A man who killed a pet dog by throwing it down a height of two storeys, was handed a suspended jail term on Monday after a court established that the act was committed under the influence of anti-depressants and alcohol.
The incident took place one September evening last year when the 50-year old Marsascala resident flung the animal down to its death.
Police subsequently reported having come across the man in a bad state.
He admitted having ingested anti-depressants and alcohol and broke down in tears as he gave his account of the incident, visibly in a depressed state.
The man was taken to hospital and placed under observation.
Five months later when facing proceedings in court, the accused admitted to his wrongdoing, confirming his guilty plea even after being warned by the magistrate about the legal consequences of his admission.
“Such actions divest a person from every shadow of humanity,” remarked the court, when delivering judgment.
Throwing the dog down a height of two storeys was indeed wicked and cruel, said the court, adding that the punishment was to convey a “clear and unequivocal message that in a civilized society, such behaviour could never be tolerated,” Magistrate Donatella Frendo Dimech said.
On the other hand, the court said it could not ignore the fact that at the time of the “shocking” episode, the accused was depressed and had mixed medication and alcohol.

■ WORK INSTRUCTION ■
Resume the news report on the Marsascala man sentenced for throwing a dog to its death, picking up right after its last sentence.

■ MATERIAL SHOWN ■
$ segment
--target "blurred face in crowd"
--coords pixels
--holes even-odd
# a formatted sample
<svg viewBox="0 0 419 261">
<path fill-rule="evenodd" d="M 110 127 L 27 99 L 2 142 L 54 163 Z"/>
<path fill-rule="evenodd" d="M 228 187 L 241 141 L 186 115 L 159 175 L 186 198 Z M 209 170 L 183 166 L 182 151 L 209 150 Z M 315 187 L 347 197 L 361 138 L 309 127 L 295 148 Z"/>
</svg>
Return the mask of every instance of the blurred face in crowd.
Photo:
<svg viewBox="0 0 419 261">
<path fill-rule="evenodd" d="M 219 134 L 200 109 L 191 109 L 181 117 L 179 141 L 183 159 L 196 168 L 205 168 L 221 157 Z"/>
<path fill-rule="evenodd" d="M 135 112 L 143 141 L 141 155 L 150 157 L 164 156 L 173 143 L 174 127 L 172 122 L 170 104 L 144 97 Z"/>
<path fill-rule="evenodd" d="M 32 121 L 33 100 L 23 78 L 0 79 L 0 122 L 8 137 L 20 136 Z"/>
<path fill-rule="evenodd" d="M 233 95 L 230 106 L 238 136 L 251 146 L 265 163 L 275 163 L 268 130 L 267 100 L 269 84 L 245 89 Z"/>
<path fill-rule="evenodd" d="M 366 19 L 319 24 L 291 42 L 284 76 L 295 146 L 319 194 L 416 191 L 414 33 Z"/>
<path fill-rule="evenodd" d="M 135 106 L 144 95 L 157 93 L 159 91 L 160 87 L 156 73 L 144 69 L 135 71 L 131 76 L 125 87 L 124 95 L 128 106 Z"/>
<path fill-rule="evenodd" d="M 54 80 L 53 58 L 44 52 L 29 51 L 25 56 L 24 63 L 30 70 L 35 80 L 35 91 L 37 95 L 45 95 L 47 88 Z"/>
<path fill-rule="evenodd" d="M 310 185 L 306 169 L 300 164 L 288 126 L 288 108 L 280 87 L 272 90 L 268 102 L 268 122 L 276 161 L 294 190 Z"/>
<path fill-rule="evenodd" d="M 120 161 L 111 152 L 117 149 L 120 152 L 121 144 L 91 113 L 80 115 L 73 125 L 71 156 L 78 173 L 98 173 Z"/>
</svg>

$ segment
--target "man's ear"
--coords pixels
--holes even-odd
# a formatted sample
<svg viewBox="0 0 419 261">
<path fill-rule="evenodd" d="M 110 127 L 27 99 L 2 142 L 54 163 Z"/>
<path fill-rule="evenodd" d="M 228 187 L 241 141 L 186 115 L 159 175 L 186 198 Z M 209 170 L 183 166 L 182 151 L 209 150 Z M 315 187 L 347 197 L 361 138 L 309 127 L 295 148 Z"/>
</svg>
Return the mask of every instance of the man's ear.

■ ANSWER FOR THE TASK ■
In light of this, as well as his very early guilty plea and given that his criminal record was not alarming, the court refrained from applying an effective jail term, imposing instead the maximum possible term of two years suspended for four years, together with a fine of €8,000.
The man was also placed under a two-year Treatment Order for psychiatric assistance.
The court said it could not ban the accused from keeping a dog as a pet, pointing out that the Animal Welfare Act, under which the charges had been issued, did not provide the court with discretion to order a ban, similar to that envisaged under the Electronic Identification of Dogs regulations.
The court ordered that the legislative shortcoming be brought to the attention of the minister responsible for animal welfare, the justice minister, the attorney general and the Animal Welfare Commissioner.